§ **Consignes**:
Mettez à jour ces lignes en remplaçant « black labrador » par « black retriever » et en laissant tout le reste intact. Reprenez-les en commençant à la ligne qui contient « dog's ear, given » et en terminant à la dernière ligne, sans y inclure les images.
===== Données fournies =====
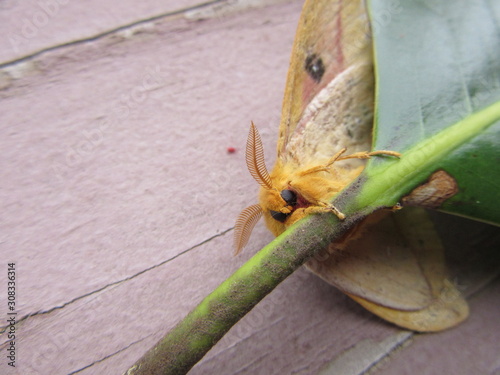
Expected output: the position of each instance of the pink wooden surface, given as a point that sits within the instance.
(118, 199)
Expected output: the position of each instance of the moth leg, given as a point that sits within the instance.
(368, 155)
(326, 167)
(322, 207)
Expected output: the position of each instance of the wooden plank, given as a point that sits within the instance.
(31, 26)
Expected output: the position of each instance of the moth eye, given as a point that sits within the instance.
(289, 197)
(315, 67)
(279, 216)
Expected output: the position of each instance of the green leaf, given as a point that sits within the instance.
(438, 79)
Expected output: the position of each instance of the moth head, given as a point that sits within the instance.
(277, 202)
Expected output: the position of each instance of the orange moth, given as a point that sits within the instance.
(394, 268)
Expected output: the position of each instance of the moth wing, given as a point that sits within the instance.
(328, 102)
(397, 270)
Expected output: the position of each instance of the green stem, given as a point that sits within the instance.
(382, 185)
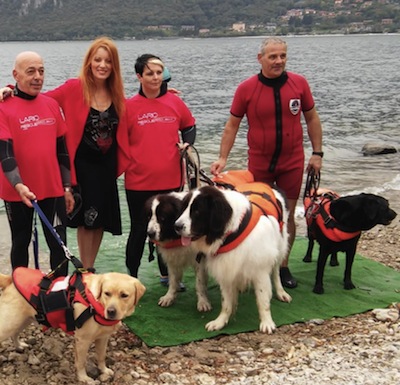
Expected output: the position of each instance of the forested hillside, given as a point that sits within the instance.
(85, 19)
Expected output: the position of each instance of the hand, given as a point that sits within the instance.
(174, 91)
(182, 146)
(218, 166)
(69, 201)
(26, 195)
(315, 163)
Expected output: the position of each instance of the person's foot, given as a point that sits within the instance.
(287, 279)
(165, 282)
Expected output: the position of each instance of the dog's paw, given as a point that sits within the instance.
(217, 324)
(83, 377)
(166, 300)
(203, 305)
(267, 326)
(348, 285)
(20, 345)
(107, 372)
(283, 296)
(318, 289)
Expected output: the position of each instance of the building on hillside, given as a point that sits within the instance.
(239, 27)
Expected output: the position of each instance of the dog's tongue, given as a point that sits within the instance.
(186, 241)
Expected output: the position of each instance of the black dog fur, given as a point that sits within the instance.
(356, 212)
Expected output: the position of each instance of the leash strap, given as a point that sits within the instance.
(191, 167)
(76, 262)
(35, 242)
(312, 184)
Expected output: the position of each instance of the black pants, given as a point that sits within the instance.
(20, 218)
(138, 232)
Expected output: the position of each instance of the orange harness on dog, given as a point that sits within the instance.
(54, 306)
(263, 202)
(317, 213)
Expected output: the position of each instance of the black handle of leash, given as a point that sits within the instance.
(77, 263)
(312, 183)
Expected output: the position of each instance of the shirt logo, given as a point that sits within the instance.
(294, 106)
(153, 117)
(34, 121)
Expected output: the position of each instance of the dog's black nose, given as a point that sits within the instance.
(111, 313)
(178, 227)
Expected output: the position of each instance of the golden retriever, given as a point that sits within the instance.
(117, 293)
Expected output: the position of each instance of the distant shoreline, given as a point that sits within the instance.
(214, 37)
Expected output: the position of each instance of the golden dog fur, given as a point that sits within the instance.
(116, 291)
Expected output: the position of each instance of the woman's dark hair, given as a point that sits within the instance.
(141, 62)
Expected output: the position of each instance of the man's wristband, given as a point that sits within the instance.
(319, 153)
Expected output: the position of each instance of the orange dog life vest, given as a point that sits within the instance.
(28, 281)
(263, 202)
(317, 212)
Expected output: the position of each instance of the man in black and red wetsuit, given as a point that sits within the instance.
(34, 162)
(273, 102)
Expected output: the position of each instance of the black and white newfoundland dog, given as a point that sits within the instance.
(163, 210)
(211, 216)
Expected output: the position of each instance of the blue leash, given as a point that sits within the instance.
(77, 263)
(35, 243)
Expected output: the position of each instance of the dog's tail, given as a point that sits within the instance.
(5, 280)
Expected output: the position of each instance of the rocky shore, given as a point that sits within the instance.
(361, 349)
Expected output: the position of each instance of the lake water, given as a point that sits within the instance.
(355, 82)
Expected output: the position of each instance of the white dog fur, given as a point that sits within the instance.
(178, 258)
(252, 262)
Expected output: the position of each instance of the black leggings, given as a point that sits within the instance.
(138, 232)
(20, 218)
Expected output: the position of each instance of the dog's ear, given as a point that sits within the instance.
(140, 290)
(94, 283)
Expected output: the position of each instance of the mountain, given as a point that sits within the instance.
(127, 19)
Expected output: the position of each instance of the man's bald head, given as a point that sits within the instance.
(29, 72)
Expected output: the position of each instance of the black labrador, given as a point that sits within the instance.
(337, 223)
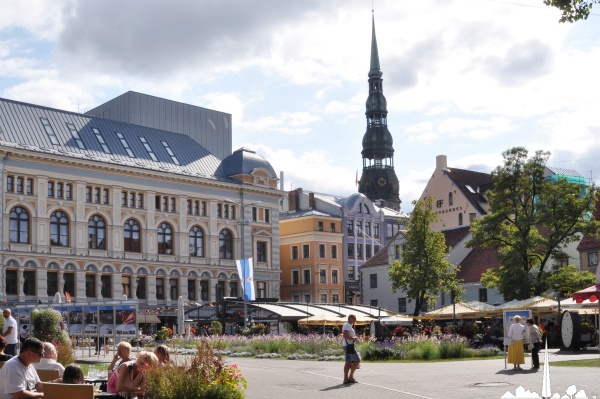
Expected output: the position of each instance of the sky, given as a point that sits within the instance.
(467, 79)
=====
§ **Réponse attendue**:
Expected output: the position of each instance of the dog's ear, given as a point that sits within the instance.
(140, 290)
(94, 283)
Expected output: the position of each instance of the mountain, given as a point that sits within the instance.
(127, 19)
Expected output: the position of each instance of the man's bald head, given as a point that sits within the instance.
(29, 72)
Expected output: the position of each instance of the black retriever, given as a point that sits within the instance.
(337, 223)
Expected output: the position of each instance of the sky, given as a point that sits within the instance.
(467, 79)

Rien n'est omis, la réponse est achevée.